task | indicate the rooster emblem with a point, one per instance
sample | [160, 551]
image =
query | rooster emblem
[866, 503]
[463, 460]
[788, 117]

▶ [INSTRUCTIONS FOR THE TASK] Every record above has to appear again, word for word.

▶ [EXERCISE SOLUTION]
task | indicate the rooster emblem with a point, one per instance
sample | [160, 551]
image =
query | rooster emblem
[866, 503]
[463, 460]
[788, 117]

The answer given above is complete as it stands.